● **Selected text**
In distributed systems participants may not be pre-determined. It is not sufficient to have a static list of nodes forming a cluster. This property is critical as individual nodes may be taken out for service or replace. This also enables scalability of the cluster as new nodes can be added as required if the task can benefit from new nodes. Given that nodes can join and leave the group unpredictably, it is required for a given node to keep track of its peers.
On the other hand it may not be practical to keep track of all the members for extremely large clusters. If nodes join and leave group at a steady rate and each such event requires message exchange - number of such messages will grow with the size of a cluster limiting available bandwidth resources required for computation.
It may also be beneficial to use membership protocol on a resource constrained systems aka IoT devices.
That is why this implementation of SWIM includes a notion of peer capacity - that is maximum number of peers one given node can have / track. Note that this setting not required for to be the same for each peer. This trade-off makes this implementation a weakly consistent/ probability based as it it possible for a given node to be tracked only by one other peer to be consider a part of the group.
Key observation here is that for a node to be part of a group it must be in peer list of at list one other node. It is not enough for a node to know other peers. This peers must know about that node as 'connections' are symmetrical.
See docs for more information about project motivation and protocol design.
The library is designed to provide components for building distributed applications. It does not provide networking leaving it up to a library user to chose IO method. Some user may chose sockets directly, while other already have networking layer such as libuv or boost.asio.
In order to use the library a user must get a message buffer from an IO subsitem,
for example when a message is received on a UDP socket or read from a file.
This message then should be passed to the message handler to possibly update an estimated state of the cluster.

● **Job A**
Reproduce word for word the part of the passage on cluster membership that opens with the words containing "Key observation here" and closes with "and protocol design.".

[Data listing]
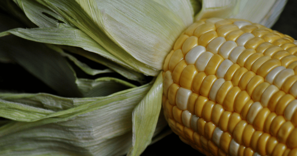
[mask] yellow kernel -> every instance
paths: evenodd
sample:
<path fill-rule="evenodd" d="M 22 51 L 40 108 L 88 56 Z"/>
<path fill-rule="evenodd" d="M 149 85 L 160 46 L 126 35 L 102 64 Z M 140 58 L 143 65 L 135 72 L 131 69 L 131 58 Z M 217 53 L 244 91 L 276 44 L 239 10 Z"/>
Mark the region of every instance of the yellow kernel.
<path fill-rule="evenodd" d="M 200 94 L 205 97 L 209 96 L 209 91 L 213 84 L 217 78 L 215 75 L 207 76 L 203 80 L 200 88 Z"/>
<path fill-rule="evenodd" d="M 263 42 L 258 46 L 258 47 L 256 48 L 256 51 L 258 53 L 264 53 L 266 49 L 274 45 L 273 44 L 270 42 Z"/>
<path fill-rule="evenodd" d="M 176 51 L 178 49 L 181 49 L 181 46 L 186 40 L 189 37 L 187 35 L 182 35 L 178 37 L 173 46 L 173 50 Z"/>
<path fill-rule="evenodd" d="M 228 125 L 228 129 L 230 133 L 233 134 L 235 126 L 241 120 L 240 114 L 234 112 L 231 114 Z"/>
<path fill-rule="evenodd" d="M 266 28 L 261 28 L 254 30 L 252 33 L 255 36 L 261 37 L 264 35 L 270 33 L 271 31 Z"/>
<path fill-rule="evenodd" d="M 200 37 L 203 34 L 210 31 L 215 30 L 216 29 L 216 26 L 214 24 L 211 23 L 206 23 L 198 27 L 194 32 L 194 35 L 198 37 Z"/>
<path fill-rule="evenodd" d="M 284 44 L 291 42 L 291 41 L 289 40 L 282 38 L 276 40 L 273 42 L 273 44 L 280 47 Z"/>
<path fill-rule="evenodd" d="M 282 155 L 285 151 L 287 149 L 286 146 L 283 144 L 279 143 L 275 146 L 271 156 L 278 156 Z"/>
<path fill-rule="evenodd" d="M 276 138 L 272 136 L 270 137 L 266 145 L 266 152 L 268 155 L 271 155 L 273 154 L 273 149 L 278 143 Z"/>
<path fill-rule="evenodd" d="M 202 136 L 205 136 L 204 130 L 205 128 L 205 124 L 206 122 L 202 119 L 199 118 L 197 121 L 197 126 L 198 127 L 198 133 Z"/>
<path fill-rule="evenodd" d="M 252 98 L 254 101 L 260 101 L 261 97 L 264 91 L 270 85 L 270 84 L 269 83 L 265 82 L 259 84 L 256 87 L 252 95 Z"/>
<path fill-rule="evenodd" d="M 184 60 L 182 60 L 176 65 L 172 72 L 172 80 L 173 82 L 178 84 L 179 84 L 181 73 L 187 66 L 187 63 Z"/>
<path fill-rule="evenodd" d="M 278 102 L 285 94 L 286 93 L 283 91 L 280 90 L 273 94 L 268 102 L 268 105 L 267 106 L 270 111 L 272 112 L 275 111 L 275 108 Z"/>
<path fill-rule="evenodd" d="M 230 112 L 234 111 L 234 103 L 236 96 L 241 91 L 239 87 L 235 86 L 228 92 L 223 103 L 224 108 L 226 110 Z"/>
<path fill-rule="evenodd" d="M 217 101 L 218 103 L 223 104 L 227 94 L 233 86 L 232 82 L 230 81 L 225 81 L 222 84 L 217 95 Z"/>
<path fill-rule="evenodd" d="M 211 120 L 211 112 L 215 104 L 214 102 L 209 100 L 204 105 L 202 110 L 202 117 L 205 121 L 208 122 Z"/>
<path fill-rule="evenodd" d="M 234 110 L 240 114 L 244 107 L 251 99 L 251 97 L 245 90 L 241 91 L 238 94 L 234 103 Z"/>
<path fill-rule="evenodd" d="M 226 24 L 219 27 L 217 30 L 217 31 L 218 32 L 219 36 L 225 37 L 230 32 L 239 29 L 238 27 L 234 24 Z"/>
<path fill-rule="evenodd" d="M 261 131 L 256 131 L 254 132 L 253 136 L 252 137 L 252 140 L 251 140 L 251 147 L 254 151 L 256 151 L 257 149 L 257 143 L 259 140 L 260 136 L 263 133 L 263 132 Z"/>
<path fill-rule="evenodd" d="M 209 99 L 203 96 L 198 96 L 196 100 L 195 105 L 195 114 L 198 117 L 202 116 L 202 111 L 205 104 Z"/>
<path fill-rule="evenodd" d="M 240 66 L 238 64 L 234 64 L 230 66 L 229 69 L 227 70 L 226 74 L 225 75 L 225 79 L 226 81 L 228 81 L 232 80 L 234 75 L 234 74 L 236 71 L 240 68 Z"/>
<path fill-rule="evenodd" d="M 259 68 L 265 62 L 271 59 L 271 58 L 268 56 L 263 56 L 255 61 L 252 66 L 251 70 L 255 73 L 257 73 Z"/>
<path fill-rule="evenodd" d="M 270 112 L 267 108 L 264 108 L 260 111 L 254 120 L 254 127 L 256 130 L 263 131 L 265 121 Z"/>
<path fill-rule="evenodd" d="M 295 128 L 290 121 L 287 121 L 283 124 L 277 133 L 277 139 L 279 142 L 285 144 L 289 135 Z"/>
<path fill-rule="evenodd" d="M 169 62 L 170 60 L 172 54 L 174 51 L 172 50 L 168 54 L 165 59 L 164 60 L 164 64 L 163 64 L 163 71 L 166 72 L 169 70 Z"/>
<path fill-rule="evenodd" d="M 294 55 L 297 52 L 297 46 L 292 47 L 286 50 L 292 55 Z"/>
<path fill-rule="evenodd" d="M 245 123 L 247 122 L 245 120 L 242 120 Z M 241 121 L 242 122 L 242 121 Z M 244 128 L 242 133 L 242 141 L 243 145 L 247 147 L 250 146 L 251 141 L 252 140 L 252 137 L 255 133 L 255 130 L 251 125 L 247 124 Z"/>
<path fill-rule="evenodd" d="M 191 36 L 194 35 L 194 31 L 199 26 L 205 23 L 204 21 L 198 21 L 195 22 L 189 26 L 185 31 L 186 34 Z"/>
<path fill-rule="evenodd" d="M 206 47 L 207 45 L 213 39 L 218 37 L 217 31 L 212 30 L 202 34 L 199 37 L 199 45 Z"/>
<path fill-rule="evenodd" d="M 216 25 L 216 27 L 217 28 L 219 28 L 221 26 L 222 26 L 224 25 L 226 25 L 226 24 L 232 24 L 232 23 L 233 22 L 230 21 L 222 20 L 216 22 L 216 23 L 214 23 L 214 24 Z"/>
<path fill-rule="evenodd" d="M 286 122 L 286 120 L 282 116 L 276 116 L 272 120 L 270 126 L 270 133 L 271 135 L 276 136 L 281 126 Z"/>
<path fill-rule="evenodd" d="M 181 86 L 187 89 L 192 89 L 193 80 L 198 73 L 194 64 L 190 64 L 186 67 L 181 75 Z"/>
<path fill-rule="evenodd" d="M 182 50 L 185 56 L 193 47 L 198 45 L 198 38 L 192 36 L 187 38 L 183 44 Z"/>
<path fill-rule="evenodd" d="M 247 68 L 247 69 L 249 70 L 250 70 L 252 68 L 252 66 L 253 65 L 254 62 L 255 62 L 260 57 L 264 55 L 263 53 L 256 53 L 252 54 L 247 59 L 247 61 L 244 63 L 244 67 Z"/>
<path fill-rule="evenodd" d="M 234 129 L 233 133 L 233 138 L 234 140 L 240 144 L 242 144 L 244 131 L 248 123 L 246 121 L 242 120 L 237 124 Z M 246 135 L 246 134 L 244 134 L 244 135 Z"/>
<path fill-rule="evenodd" d="M 243 26 L 240 28 L 243 31 L 245 32 L 252 32 L 254 30 L 258 29 L 257 26 L 250 25 L 247 25 L 244 26 Z"/>
<path fill-rule="evenodd" d="M 282 90 L 286 93 L 289 93 L 291 87 L 296 81 L 297 81 L 297 75 L 294 75 L 288 78 L 282 86 Z"/>
<path fill-rule="evenodd" d="M 179 87 L 178 85 L 173 83 L 170 86 L 168 89 L 168 100 L 170 104 L 173 105 L 176 105 L 175 99 L 176 97 L 176 93 Z"/>
<path fill-rule="evenodd" d="M 288 52 L 287 52 L 289 53 Z M 286 68 L 293 62 L 297 61 L 297 57 L 295 55 L 290 55 L 290 53 L 289 53 L 289 55 L 288 55 L 285 56 L 280 60 L 282 65 Z"/>
<path fill-rule="evenodd" d="M 281 46 L 281 47 L 284 50 L 286 50 L 287 49 L 296 46 L 296 44 L 293 43 L 287 43 L 282 45 Z"/>
<path fill-rule="evenodd" d="M 259 45 L 265 42 L 264 40 L 259 37 L 255 37 L 250 39 L 244 45 L 245 48 L 255 49 Z"/>
<path fill-rule="evenodd" d="M 246 90 L 247 86 L 253 77 L 256 75 L 256 74 L 252 71 L 248 71 L 242 75 L 239 81 L 238 86 L 243 90 Z"/>
<path fill-rule="evenodd" d="M 290 53 L 289 53 L 289 52 L 285 50 L 282 50 L 275 53 L 271 57 L 280 60 L 284 57 L 290 55 Z"/>
<path fill-rule="evenodd" d="M 212 112 L 211 120 L 216 125 L 219 126 L 221 116 L 224 111 L 222 105 L 218 104 L 215 105 Z"/>
<path fill-rule="evenodd" d="M 211 122 L 206 122 L 205 128 L 205 136 L 207 139 L 209 140 L 212 140 L 212 135 L 214 133 L 214 131 L 216 127 L 217 126 Z"/>
<path fill-rule="evenodd" d="M 223 112 L 220 119 L 220 128 L 223 131 L 228 130 L 228 124 L 232 113 L 229 111 L 225 111 Z"/>
<path fill-rule="evenodd" d="M 232 79 L 232 83 L 234 86 L 238 86 L 241 77 L 248 71 L 247 69 L 244 67 L 241 67 L 236 71 Z"/>
<path fill-rule="evenodd" d="M 268 42 L 271 43 L 273 43 L 274 41 L 281 38 L 281 37 L 278 34 L 273 32 L 265 34 L 262 37 L 262 38 L 263 39 L 265 42 Z"/>
<path fill-rule="evenodd" d="M 232 137 L 229 133 L 226 132 L 222 134 L 220 140 L 220 147 L 225 153 L 228 153 L 229 152 L 230 142 L 232 139 Z"/>
<path fill-rule="evenodd" d="M 169 61 L 169 67 L 170 71 L 173 71 L 177 64 L 184 59 L 184 57 L 180 49 L 176 50 L 173 53 Z"/>
<path fill-rule="evenodd" d="M 188 110 L 192 114 L 195 114 L 195 103 L 196 99 L 198 96 L 197 94 L 192 92 L 189 97 L 188 101 Z"/>
<path fill-rule="evenodd" d="M 270 135 L 267 133 L 263 133 L 260 136 L 257 143 L 258 152 L 261 155 L 266 155 L 266 146 L 270 138 Z"/>
<path fill-rule="evenodd" d="M 281 65 L 281 63 L 279 60 L 276 59 L 270 59 L 262 64 L 259 67 L 257 74 L 265 77 L 272 70 Z"/>
<path fill-rule="evenodd" d="M 295 97 L 290 94 L 286 94 L 283 96 L 277 104 L 275 113 L 277 115 L 283 114 L 287 106 L 295 99 Z"/>
<path fill-rule="evenodd" d="M 253 77 L 247 85 L 247 92 L 249 96 L 252 96 L 256 87 L 264 82 L 264 78 L 259 75 Z"/>
<path fill-rule="evenodd" d="M 247 103 L 244 105 L 244 106 L 243 108 L 242 108 L 242 110 L 241 111 L 241 118 L 243 119 L 247 120 L 247 114 L 249 112 L 249 108 L 250 108 L 251 106 L 253 103 L 254 101 L 253 101 L 252 99 L 251 99 L 249 100 Z"/>
<path fill-rule="evenodd" d="M 219 55 L 216 54 L 214 55 L 205 68 L 206 75 L 215 75 L 219 66 L 224 60 L 224 59 Z"/>
<path fill-rule="evenodd" d="M 297 128 L 294 129 L 287 140 L 287 144 L 288 147 L 290 149 L 297 147 Z"/>
<path fill-rule="evenodd" d="M 238 57 L 237 64 L 240 66 L 240 67 L 244 67 L 244 64 L 249 57 L 256 53 L 256 51 L 252 49 L 247 49 L 244 50 Z"/>
<path fill-rule="evenodd" d="M 181 119 L 181 113 L 182 111 L 178 109 L 176 106 L 174 106 L 172 108 L 173 118 L 176 122 L 181 124 L 183 124 L 182 120 Z"/>
<path fill-rule="evenodd" d="M 200 94 L 200 88 L 203 80 L 206 76 L 206 74 L 204 72 L 198 73 L 194 77 L 192 84 L 192 88 L 193 92 L 196 93 Z"/>

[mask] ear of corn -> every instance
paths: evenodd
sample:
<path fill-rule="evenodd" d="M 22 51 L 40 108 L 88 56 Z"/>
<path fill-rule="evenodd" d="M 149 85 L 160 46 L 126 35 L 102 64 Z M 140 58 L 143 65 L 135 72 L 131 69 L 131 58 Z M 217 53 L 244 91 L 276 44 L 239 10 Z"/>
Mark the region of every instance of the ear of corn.
<path fill-rule="evenodd" d="M 169 126 L 208 155 L 296 155 L 296 43 L 245 20 L 194 23 L 165 61 Z"/>

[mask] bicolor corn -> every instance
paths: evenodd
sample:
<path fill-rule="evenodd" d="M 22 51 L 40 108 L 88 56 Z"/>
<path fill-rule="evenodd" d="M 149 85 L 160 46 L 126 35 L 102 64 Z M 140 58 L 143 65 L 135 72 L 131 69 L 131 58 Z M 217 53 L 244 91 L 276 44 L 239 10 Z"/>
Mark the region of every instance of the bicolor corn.
<path fill-rule="evenodd" d="M 195 22 L 164 61 L 169 126 L 207 155 L 297 155 L 296 44 L 245 20 Z"/>

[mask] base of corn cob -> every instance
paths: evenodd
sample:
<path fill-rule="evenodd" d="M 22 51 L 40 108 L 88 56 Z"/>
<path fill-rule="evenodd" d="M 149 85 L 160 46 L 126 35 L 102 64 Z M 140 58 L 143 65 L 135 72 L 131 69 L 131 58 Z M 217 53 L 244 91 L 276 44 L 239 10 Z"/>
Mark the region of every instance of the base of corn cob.
<path fill-rule="evenodd" d="M 170 126 L 207 155 L 297 155 L 296 43 L 245 20 L 195 22 L 164 63 Z"/>

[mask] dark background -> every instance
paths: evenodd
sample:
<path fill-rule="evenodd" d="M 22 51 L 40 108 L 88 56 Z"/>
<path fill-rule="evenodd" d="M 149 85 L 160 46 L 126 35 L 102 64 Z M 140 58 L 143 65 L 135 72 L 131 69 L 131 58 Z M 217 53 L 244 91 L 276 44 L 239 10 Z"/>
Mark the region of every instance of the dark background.
<path fill-rule="evenodd" d="M 272 28 L 272 29 L 297 38 L 296 7 L 297 1 L 288 0 L 279 19 Z M 28 81 L 28 80 L 30 80 Z M 34 84 L 34 87 L 32 87 L 33 84 Z M 54 91 L 49 88 L 19 65 L 0 63 L 0 91 L 4 91 L 56 93 Z M 182 142 L 177 135 L 172 134 L 149 146 L 141 155 L 174 156 L 189 154 L 196 155 L 201 154 Z"/>
<path fill-rule="evenodd" d="M 296 8 L 297 1 L 289 0 L 278 20 L 271 29 L 297 39 Z M 148 147 L 141 155 L 175 156 L 189 154 L 203 155 L 181 141 L 177 135 L 172 134 Z"/>

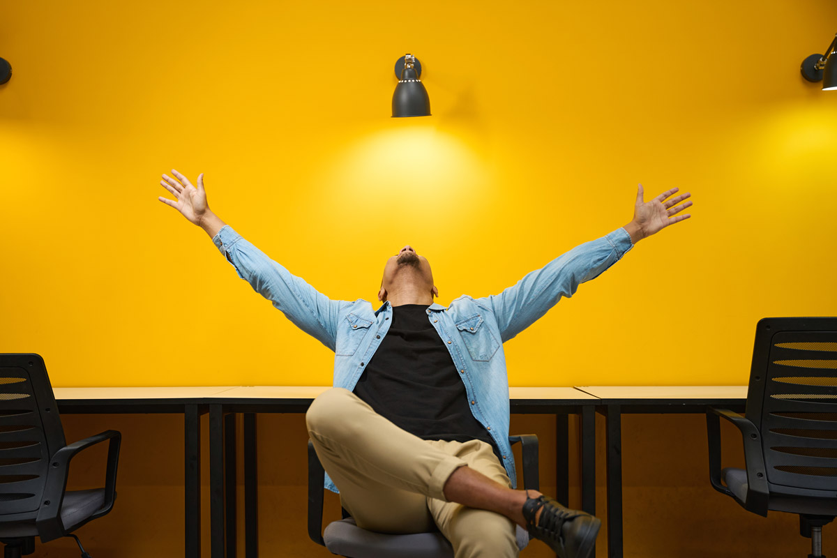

● **Job B**
Please substitute "golden kernel" for "yellow kernel" in the rows from their start through the line containing "184 60 L 182", both ends included. Return only those lines, with everything else unchanged and the pictures left out.

● **Full output A**
Key observation here is that for a node to be part of a group it must be in peer list of at list one other node. It is not enough for a node to know other peers. This peers must know about that node as 'connections' are symmetrical.
See docs for more information about project motivation and protocol design.

● **Full output B**
[mask] golden kernel -> every instance
paths: evenodd
sample:
<path fill-rule="evenodd" d="M 22 51 L 40 108 L 88 56 Z"/>
<path fill-rule="evenodd" d="M 149 85 L 160 46 L 126 35 L 102 64 Z M 140 58 L 143 65 L 135 72 L 131 69 L 131 58 Z M 217 53 L 244 91 L 276 44 L 239 10 Z"/>
Mark the region of every instance of the golden kernel.
<path fill-rule="evenodd" d="M 200 94 L 205 97 L 209 96 L 209 91 L 213 84 L 217 78 L 215 75 L 207 76 L 203 80 L 200 88 Z"/>
<path fill-rule="evenodd" d="M 263 42 L 258 46 L 258 47 L 256 48 L 256 51 L 258 53 L 264 53 L 266 49 L 274 45 L 273 44 L 270 42 Z"/>
<path fill-rule="evenodd" d="M 176 51 L 178 49 L 181 49 L 181 46 L 186 40 L 189 37 L 187 35 L 182 35 L 178 37 L 173 46 L 173 50 Z"/>
<path fill-rule="evenodd" d="M 228 125 L 228 129 L 230 133 L 233 134 L 235 126 L 241 120 L 240 114 L 234 112 L 231 114 Z"/>
<path fill-rule="evenodd" d="M 266 28 L 261 28 L 254 30 L 252 33 L 255 36 L 261 37 L 264 35 L 270 33 L 271 31 Z"/>
<path fill-rule="evenodd" d="M 200 37 L 203 34 L 210 31 L 215 30 L 216 29 L 216 26 L 214 24 L 211 23 L 206 23 L 198 27 L 194 32 L 194 35 L 198 37 Z"/>
<path fill-rule="evenodd" d="M 284 44 L 291 42 L 291 41 L 289 40 L 282 38 L 276 40 L 273 42 L 273 44 L 280 47 Z"/>
<path fill-rule="evenodd" d="M 282 155 L 285 151 L 287 149 L 286 146 L 283 144 L 279 143 L 275 146 L 271 156 L 278 156 Z"/>
<path fill-rule="evenodd" d="M 276 138 L 272 136 L 270 137 L 266 145 L 266 152 L 268 155 L 271 155 L 273 154 L 273 149 L 278 143 Z"/>
<path fill-rule="evenodd" d="M 202 136 L 205 136 L 204 130 L 205 128 L 205 124 L 206 122 L 202 119 L 199 118 L 197 121 L 197 126 L 198 127 L 198 133 Z"/>
<path fill-rule="evenodd" d="M 252 98 L 254 101 L 260 101 L 261 97 L 264 91 L 270 85 L 270 84 L 269 83 L 265 82 L 259 84 L 256 87 L 252 95 Z"/>
<path fill-rule="evenodd" d="M 184 60 L 182 60 L 176 65 L 172 72 L 172 80 L 173 82 L 178 84 L 179 84 L 181 73 L 187 66 L 187 63 Z"/>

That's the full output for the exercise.